::: MATERIAL SHOWN :::
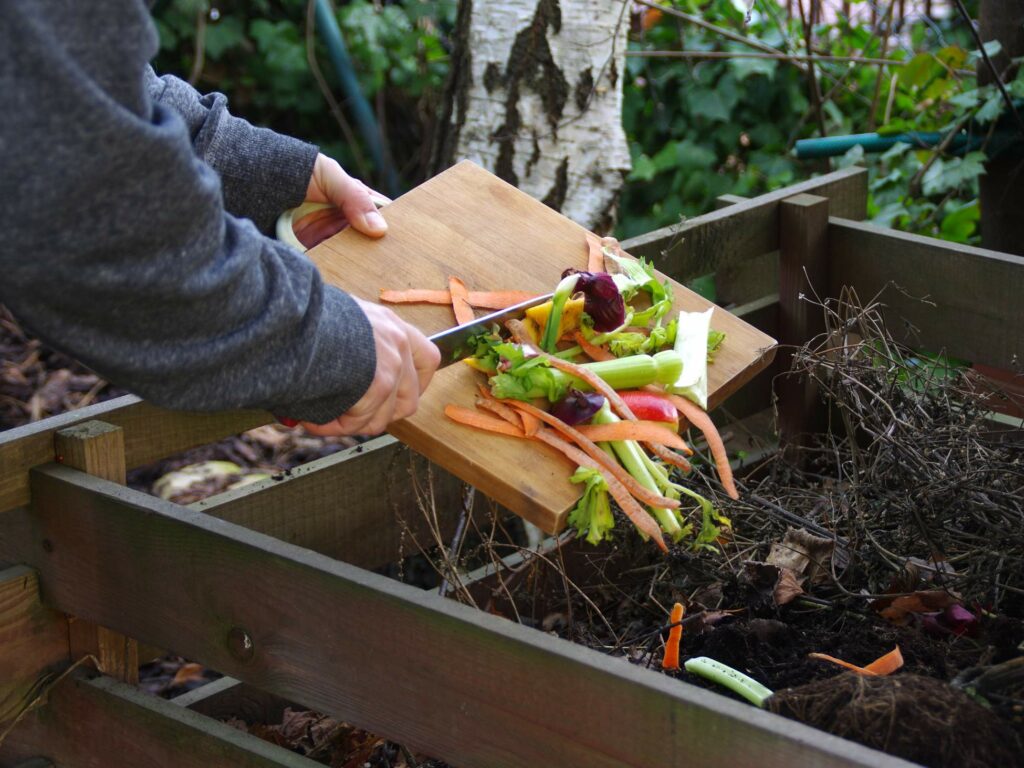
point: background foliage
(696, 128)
:::
::: MATERIAL SHOWN :::
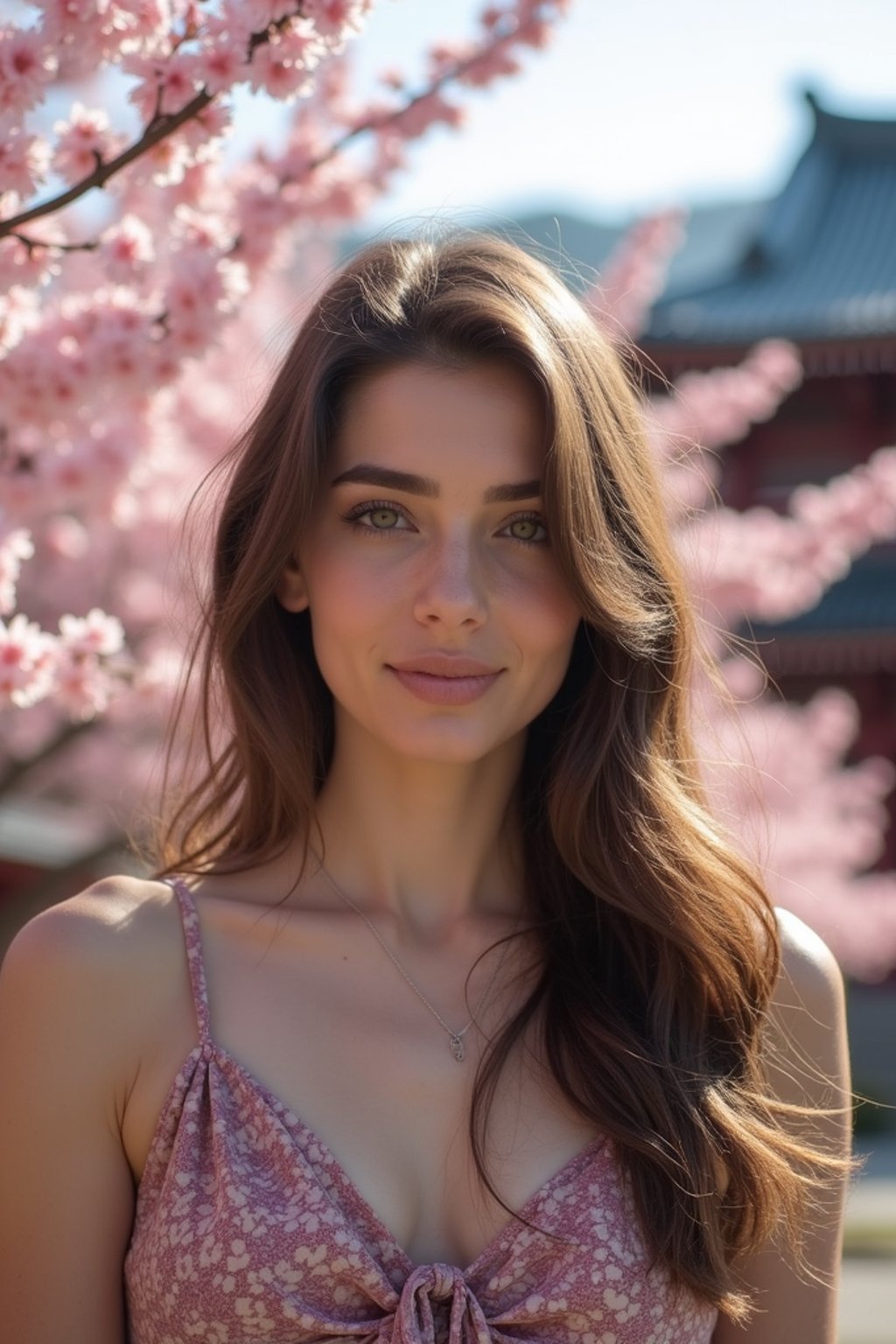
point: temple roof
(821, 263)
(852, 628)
:::
::: MATERIAL SHOWN :::
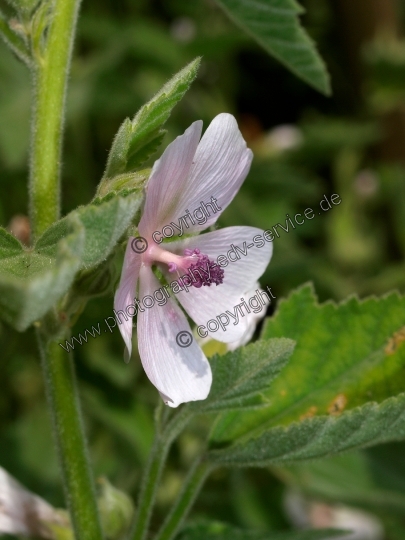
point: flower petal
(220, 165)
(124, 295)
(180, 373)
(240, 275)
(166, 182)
:::
Extract every line of the entries above that contains the word "point".

## TASK ANSWER
point: background foliage
point: temple roof
point: flower petal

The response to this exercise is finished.